PROMPT A: According to the text on Rhine wines, since what year has Johansberg wine sold at double the price of Hocheim and Rudesheim?

DOCUMENT TEXT:
———
The river happens there to run due east and west, so as to give its
hills on that side a southern aspect. And even in this canton, it is
only Hocheim, Johansberg, and Rudesheim, that are considered as of
the very first quality. Johansberg is a little mountain (berg
signifies mountain), whereon is a religious house, about fifteen
miles below Mayence, and near the village of Vingel. It has a
southern aspect, the soil a barren mulatto clay, mixed with a good
deal of stone, and some slate. This wine used to be but on a par
with Hocheim and Rudesheim; but the place having come to the Bishop
of Fulda, he improved its culture so as to render it stronger; and
since the year 1775, it sells at double the price of the other two.
It has none of the acid of the Hocheim and other Rhenish wines.
———
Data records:
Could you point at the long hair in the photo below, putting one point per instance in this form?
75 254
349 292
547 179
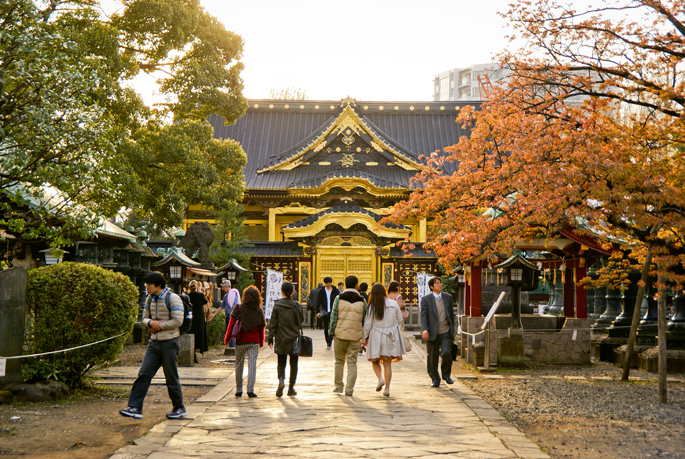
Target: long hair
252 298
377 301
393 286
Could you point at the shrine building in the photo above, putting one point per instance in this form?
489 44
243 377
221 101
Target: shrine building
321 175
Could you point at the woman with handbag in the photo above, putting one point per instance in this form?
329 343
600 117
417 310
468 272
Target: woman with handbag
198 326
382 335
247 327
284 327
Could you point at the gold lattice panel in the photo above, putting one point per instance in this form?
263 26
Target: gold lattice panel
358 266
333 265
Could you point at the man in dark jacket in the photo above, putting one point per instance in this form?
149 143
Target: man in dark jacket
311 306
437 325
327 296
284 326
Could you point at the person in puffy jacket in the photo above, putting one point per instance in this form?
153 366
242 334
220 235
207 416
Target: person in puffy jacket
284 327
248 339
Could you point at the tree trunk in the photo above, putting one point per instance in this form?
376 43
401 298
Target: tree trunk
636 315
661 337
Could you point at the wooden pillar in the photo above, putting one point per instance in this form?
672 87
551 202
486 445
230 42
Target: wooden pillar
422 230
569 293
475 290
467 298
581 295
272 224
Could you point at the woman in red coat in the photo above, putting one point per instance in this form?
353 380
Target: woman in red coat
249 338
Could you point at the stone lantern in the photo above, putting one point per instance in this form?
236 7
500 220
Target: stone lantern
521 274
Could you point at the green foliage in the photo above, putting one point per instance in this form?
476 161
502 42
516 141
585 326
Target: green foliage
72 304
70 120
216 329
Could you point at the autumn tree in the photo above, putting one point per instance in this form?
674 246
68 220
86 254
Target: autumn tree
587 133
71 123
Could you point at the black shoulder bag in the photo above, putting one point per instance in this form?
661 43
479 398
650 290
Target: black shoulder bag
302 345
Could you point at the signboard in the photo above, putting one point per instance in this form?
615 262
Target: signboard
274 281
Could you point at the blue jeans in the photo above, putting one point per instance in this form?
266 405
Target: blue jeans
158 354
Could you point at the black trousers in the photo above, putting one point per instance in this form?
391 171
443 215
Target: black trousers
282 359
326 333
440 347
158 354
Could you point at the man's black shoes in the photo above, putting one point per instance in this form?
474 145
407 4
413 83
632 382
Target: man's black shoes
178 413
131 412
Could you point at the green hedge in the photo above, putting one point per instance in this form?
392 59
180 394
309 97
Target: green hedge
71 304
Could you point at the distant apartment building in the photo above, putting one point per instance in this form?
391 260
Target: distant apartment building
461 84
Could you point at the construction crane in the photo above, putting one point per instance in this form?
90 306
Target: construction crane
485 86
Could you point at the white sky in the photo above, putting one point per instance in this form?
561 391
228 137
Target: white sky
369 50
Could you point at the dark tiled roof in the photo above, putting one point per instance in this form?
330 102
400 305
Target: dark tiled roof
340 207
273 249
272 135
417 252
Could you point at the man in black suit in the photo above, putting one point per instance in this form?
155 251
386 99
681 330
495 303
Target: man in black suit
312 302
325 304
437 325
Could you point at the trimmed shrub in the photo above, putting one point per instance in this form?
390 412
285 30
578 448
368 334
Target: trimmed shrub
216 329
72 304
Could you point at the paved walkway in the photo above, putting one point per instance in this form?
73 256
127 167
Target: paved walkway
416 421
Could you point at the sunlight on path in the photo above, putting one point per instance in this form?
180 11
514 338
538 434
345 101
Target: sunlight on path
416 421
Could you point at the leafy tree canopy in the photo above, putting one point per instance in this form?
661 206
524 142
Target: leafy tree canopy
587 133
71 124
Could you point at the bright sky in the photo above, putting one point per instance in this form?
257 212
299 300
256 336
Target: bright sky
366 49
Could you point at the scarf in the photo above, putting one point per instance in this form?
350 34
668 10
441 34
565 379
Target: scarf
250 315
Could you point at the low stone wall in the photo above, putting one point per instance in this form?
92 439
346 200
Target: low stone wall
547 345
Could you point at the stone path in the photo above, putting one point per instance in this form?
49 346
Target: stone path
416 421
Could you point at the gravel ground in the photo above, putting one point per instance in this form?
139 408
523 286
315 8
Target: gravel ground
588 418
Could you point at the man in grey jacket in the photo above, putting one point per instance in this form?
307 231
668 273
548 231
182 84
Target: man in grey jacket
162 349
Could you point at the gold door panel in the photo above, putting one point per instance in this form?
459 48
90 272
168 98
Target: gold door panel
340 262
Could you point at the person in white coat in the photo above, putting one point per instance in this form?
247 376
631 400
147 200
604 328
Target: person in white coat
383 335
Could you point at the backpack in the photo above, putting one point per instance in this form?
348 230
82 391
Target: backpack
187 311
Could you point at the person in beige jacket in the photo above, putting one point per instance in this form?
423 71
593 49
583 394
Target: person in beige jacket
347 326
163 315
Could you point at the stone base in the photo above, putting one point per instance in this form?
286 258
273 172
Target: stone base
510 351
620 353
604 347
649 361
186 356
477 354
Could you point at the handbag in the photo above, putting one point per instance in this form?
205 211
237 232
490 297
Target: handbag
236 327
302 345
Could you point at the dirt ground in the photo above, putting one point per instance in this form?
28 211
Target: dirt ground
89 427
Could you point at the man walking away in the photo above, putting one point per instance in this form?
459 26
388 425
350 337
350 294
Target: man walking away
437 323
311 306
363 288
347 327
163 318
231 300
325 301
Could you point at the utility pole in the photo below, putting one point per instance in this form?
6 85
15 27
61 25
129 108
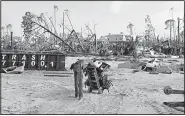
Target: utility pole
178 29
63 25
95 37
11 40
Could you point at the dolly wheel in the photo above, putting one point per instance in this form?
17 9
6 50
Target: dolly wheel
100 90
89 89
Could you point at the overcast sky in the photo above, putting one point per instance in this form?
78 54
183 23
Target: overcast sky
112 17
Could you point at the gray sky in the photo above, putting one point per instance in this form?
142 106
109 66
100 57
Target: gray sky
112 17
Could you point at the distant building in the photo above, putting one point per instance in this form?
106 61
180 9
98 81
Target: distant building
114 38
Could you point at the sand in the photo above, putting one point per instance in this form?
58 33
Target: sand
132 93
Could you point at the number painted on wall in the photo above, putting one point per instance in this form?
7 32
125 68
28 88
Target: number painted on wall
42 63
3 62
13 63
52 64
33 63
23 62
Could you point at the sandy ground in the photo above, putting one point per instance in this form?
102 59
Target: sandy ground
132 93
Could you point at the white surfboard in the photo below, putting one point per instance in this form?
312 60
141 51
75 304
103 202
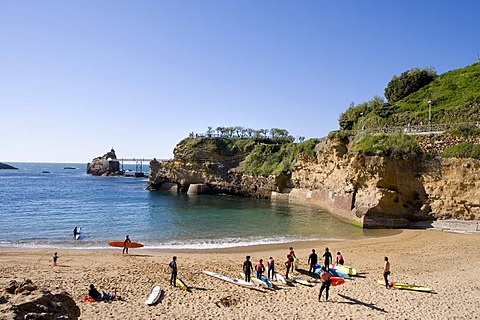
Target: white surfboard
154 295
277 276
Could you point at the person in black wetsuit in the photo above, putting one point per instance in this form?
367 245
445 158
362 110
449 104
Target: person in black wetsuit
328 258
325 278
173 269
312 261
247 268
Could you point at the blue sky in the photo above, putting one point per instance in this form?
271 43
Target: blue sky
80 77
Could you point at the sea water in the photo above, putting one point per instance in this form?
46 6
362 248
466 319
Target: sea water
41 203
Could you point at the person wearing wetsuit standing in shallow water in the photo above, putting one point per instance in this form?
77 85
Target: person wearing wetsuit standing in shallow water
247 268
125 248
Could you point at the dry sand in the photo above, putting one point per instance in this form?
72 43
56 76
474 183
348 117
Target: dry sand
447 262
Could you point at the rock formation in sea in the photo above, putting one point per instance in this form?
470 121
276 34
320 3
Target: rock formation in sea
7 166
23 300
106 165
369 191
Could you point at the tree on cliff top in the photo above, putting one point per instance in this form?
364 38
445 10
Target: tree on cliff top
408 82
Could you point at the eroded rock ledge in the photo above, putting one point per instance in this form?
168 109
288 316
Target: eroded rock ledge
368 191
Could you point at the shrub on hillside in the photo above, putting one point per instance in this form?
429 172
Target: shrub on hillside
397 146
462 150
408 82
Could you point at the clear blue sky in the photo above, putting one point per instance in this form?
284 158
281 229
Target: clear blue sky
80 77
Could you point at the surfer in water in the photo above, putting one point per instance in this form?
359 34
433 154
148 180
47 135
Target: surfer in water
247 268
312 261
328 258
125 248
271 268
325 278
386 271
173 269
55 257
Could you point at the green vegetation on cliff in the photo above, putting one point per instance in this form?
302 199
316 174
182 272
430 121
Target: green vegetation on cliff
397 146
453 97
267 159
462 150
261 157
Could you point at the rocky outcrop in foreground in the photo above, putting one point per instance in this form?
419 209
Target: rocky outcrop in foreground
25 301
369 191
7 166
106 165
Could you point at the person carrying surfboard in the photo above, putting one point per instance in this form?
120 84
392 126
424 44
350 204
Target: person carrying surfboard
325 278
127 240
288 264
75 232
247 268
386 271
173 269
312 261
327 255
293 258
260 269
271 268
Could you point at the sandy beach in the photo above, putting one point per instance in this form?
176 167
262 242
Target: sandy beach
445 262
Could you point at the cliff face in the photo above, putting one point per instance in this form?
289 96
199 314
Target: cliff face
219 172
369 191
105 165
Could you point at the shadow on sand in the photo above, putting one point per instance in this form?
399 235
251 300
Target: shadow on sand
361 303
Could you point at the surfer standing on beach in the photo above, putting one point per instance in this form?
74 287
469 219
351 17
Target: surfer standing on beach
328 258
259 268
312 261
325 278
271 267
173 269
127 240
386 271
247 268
———
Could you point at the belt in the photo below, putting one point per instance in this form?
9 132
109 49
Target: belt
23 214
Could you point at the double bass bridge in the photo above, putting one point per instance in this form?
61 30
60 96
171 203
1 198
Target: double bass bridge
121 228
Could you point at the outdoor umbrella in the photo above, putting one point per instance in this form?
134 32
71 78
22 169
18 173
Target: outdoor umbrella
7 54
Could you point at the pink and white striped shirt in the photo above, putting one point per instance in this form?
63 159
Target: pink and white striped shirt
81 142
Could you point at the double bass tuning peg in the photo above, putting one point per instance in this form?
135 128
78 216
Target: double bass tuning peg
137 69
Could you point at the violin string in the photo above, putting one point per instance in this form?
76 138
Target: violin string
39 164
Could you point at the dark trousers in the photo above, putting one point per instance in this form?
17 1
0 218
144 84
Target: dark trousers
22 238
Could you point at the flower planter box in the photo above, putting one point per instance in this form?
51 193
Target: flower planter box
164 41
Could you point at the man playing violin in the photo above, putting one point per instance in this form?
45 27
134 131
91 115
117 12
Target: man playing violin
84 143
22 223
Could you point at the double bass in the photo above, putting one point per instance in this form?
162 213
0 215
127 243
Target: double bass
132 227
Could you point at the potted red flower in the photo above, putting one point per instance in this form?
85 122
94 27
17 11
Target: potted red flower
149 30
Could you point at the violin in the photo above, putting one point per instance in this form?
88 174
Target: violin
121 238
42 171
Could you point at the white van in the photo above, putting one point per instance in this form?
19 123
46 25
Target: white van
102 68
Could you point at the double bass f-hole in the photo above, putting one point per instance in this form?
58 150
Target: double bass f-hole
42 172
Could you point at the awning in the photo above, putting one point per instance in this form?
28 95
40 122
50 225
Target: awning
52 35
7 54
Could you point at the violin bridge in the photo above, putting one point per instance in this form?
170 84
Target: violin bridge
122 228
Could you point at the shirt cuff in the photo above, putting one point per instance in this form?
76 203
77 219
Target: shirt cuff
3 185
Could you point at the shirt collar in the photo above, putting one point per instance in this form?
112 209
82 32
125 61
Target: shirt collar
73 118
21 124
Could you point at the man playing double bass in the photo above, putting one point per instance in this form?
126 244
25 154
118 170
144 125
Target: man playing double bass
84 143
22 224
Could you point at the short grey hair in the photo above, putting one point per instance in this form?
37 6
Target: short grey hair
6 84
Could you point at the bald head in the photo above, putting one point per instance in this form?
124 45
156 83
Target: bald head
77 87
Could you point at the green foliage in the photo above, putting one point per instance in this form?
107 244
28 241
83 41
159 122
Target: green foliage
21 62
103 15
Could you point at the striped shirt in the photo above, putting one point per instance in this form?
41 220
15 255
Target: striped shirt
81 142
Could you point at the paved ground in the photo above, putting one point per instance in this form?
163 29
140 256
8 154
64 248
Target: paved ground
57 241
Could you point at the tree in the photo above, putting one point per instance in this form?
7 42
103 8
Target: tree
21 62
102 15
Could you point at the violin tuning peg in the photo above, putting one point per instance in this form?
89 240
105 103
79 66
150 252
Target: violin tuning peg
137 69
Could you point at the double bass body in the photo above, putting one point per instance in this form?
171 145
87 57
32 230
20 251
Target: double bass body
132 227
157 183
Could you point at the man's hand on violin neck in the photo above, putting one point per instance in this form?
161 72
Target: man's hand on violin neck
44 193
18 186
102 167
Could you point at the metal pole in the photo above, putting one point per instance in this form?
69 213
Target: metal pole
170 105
———
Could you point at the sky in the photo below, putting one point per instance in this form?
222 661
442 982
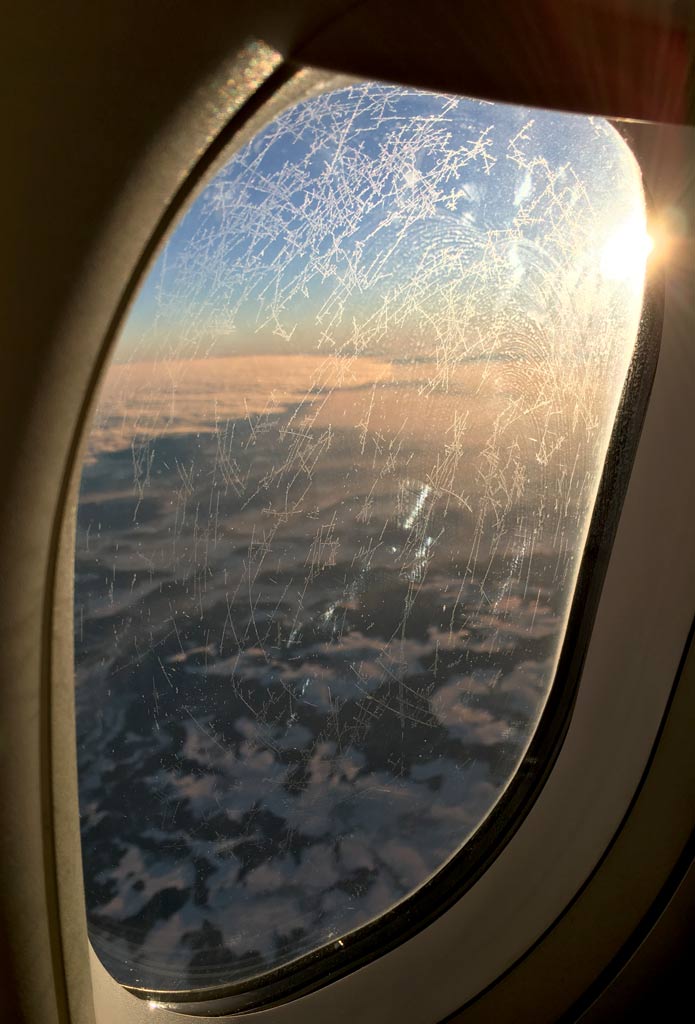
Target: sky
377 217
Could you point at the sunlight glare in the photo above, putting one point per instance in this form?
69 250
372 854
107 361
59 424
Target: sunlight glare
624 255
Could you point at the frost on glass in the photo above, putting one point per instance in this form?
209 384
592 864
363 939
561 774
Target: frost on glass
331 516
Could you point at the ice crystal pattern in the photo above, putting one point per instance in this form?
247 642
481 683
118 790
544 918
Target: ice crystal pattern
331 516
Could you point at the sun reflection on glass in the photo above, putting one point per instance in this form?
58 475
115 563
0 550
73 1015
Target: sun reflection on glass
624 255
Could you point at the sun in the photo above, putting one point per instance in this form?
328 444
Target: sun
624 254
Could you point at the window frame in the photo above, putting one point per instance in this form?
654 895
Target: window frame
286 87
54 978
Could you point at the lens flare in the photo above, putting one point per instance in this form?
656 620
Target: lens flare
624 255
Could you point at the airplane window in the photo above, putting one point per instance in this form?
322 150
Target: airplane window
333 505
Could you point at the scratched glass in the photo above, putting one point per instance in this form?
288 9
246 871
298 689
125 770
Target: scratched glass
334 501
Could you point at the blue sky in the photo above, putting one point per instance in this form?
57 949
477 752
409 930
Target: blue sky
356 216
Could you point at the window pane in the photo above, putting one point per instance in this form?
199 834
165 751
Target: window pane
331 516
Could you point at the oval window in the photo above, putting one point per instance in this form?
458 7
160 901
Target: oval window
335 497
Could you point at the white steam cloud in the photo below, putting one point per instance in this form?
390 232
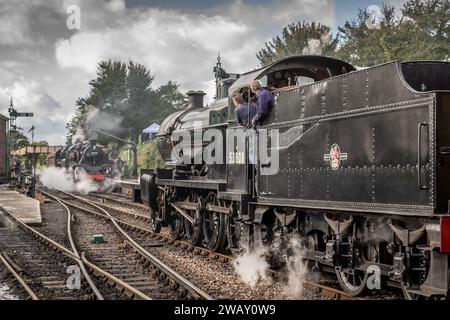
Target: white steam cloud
———
PROMPT B: From the records, render the stretch from the line containing "Could you point at the white steam" through the line containing "Target: white steam cloud" as a JSON list of strings, one string per line, skipping blank lines and leaving out any picture.

OUTPUT A: Since 1775.

OUTPUT B:
[
  "Could you point at the white steam cloud in the photo below, putting one point per instance in this form?",
  "390 232",
  "Target: white steam cloud"
]